**WHAT YOU SHOULD DO:** Quote the listing below in full, leaving out the pictures.
======== DATA FOR THIS EXERCISE
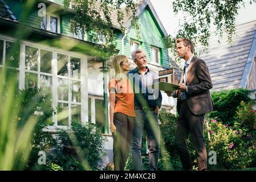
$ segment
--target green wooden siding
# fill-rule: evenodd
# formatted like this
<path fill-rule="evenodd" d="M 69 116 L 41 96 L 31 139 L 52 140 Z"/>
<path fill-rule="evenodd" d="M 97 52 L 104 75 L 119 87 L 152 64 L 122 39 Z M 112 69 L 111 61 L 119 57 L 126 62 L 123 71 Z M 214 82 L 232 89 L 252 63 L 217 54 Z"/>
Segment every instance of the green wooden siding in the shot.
================
**SOLUTION TO THIS EXERCISE:**
$ segment
--target green wooden siding
# fill-rule: evenodd
# formatted like this
<path fill-rule="evenodd" d="M 69 116 L 41 96 L 31 139 L 52 140 Z"/>
<path fill-rule="evenodd" d="M 97 52 L 104 75 L 119 87 L 152 64 L 122 39 Z M 112 69 L 111 61 L 119 57 L 126 62 L 123 71 Z M 214 82 L 232 89 L 252 63 L 217 54 Z"/>
Segment every instance of the green wooden siding in the shot.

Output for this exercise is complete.